• Supplied entries
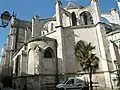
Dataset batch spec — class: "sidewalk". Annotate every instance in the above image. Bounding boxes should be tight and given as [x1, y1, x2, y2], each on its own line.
[2, 87, 17, 90]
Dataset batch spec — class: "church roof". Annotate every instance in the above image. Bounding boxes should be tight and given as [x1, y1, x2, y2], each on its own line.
[66, 2, 84, 9]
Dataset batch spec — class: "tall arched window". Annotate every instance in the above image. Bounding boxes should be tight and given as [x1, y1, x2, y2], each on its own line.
[80, 11, 93, 25]
[44, 47, 54, 58]
[72, 12, 77, 26]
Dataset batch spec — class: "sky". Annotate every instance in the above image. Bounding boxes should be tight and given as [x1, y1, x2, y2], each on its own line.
[0, 0, 118, 55]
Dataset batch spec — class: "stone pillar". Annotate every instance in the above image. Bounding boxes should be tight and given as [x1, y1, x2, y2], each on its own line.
[32, 16, 40, 37]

• Task objective
Reproduce all of the entries above verbatim, leaving out the image.

• Exercise output
Dataset batch spec — class: "sidewalk". Annotate every instance in the above image. Bounding boxes should be tight and given as [x1, y1, x2, y2], each on its own line.
[2, 87, 17, 90]
Dataset batch spec — class: "church roof". Annotate every instance in the above image. Bounding boxes should be tight and given as [x1, y1, x2, y2], each on its own line.
[66, 2, 84, 9]
Dataset batch spec — class: "tall arched window". Annotate every instance in the above image. Bounding boxes should be tight and given as [x1, y1, x2, y2], each on its own line.
[80, 11, 93, 25]
[44, 47, 54, 58]
[72, 12, 77, 26]
Dataset batch spec — class: "sky". Annotate every instance in the above image. Bounding boxes should be tight and given as [x1, y1, x2, y2], each on its own line.
[0, 0, 118, 55]
Dataset batch spec — class: "stone pillar". Annotate every instance in the above image. Bounding boxes should be tight and given as [x1, y1, x2, y2], each on its own line.
[32, 16, 40, 37]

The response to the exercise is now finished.